Count the lines of the data below that contain the string "Query", treating uppercase and lowercase as different. Reply with the number alone.

----- LISTED RECORDS

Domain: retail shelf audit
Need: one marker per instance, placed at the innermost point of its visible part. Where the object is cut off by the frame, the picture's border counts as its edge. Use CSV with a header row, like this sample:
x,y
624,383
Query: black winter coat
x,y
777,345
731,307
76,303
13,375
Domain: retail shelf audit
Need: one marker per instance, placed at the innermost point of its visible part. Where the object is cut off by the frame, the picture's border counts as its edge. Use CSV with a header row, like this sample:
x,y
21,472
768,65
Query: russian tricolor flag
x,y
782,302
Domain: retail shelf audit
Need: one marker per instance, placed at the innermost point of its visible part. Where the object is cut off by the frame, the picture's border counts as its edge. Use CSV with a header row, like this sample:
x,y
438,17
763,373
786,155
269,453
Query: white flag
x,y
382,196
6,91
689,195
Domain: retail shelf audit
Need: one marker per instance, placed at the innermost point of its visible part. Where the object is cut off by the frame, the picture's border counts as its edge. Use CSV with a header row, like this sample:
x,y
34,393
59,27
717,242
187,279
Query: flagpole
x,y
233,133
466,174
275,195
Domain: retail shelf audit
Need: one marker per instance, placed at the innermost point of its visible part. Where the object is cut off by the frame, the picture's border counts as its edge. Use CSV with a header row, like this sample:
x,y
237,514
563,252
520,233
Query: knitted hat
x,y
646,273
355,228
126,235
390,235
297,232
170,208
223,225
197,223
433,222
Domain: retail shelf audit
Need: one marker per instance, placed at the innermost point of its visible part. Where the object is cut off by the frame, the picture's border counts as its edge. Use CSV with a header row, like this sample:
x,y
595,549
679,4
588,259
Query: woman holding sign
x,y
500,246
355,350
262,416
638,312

----------
----- LISTED RECORDS

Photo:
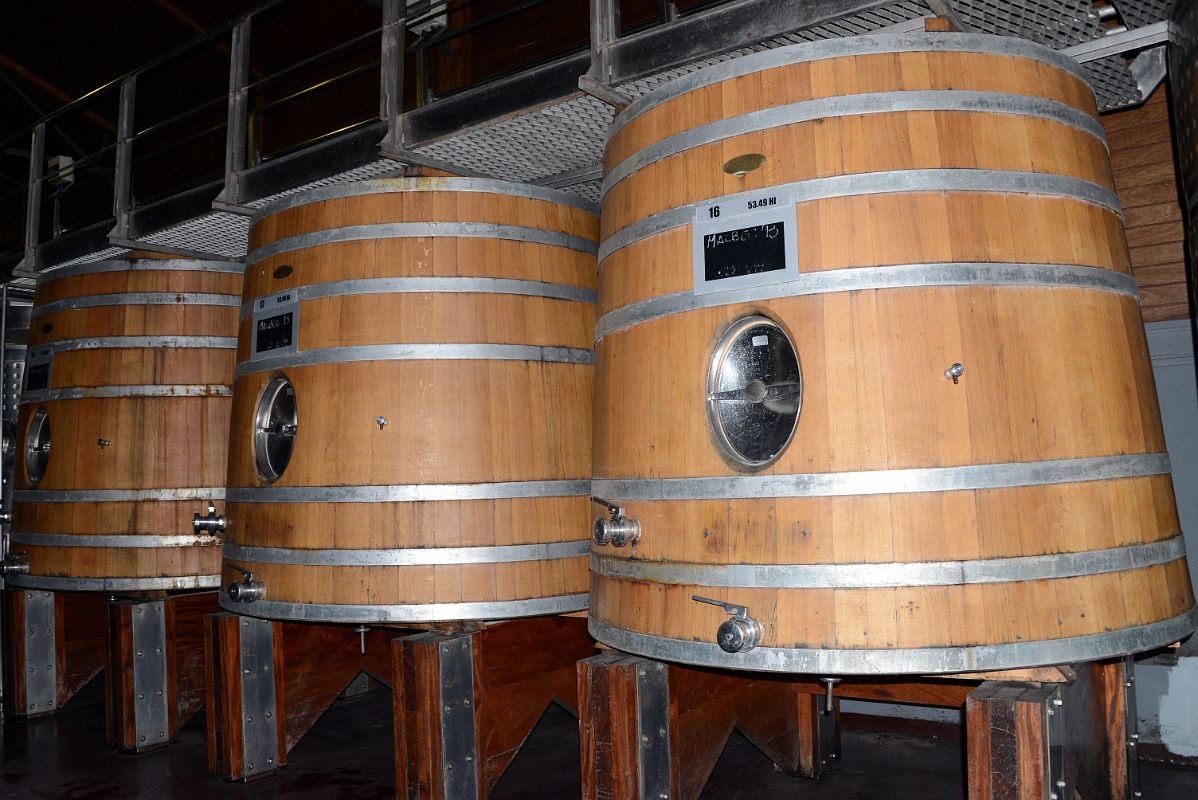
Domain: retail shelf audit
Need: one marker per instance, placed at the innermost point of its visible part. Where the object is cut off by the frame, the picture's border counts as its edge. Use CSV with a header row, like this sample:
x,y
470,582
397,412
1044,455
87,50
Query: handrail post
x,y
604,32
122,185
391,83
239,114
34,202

----------

> [FULL SOLUTION] 7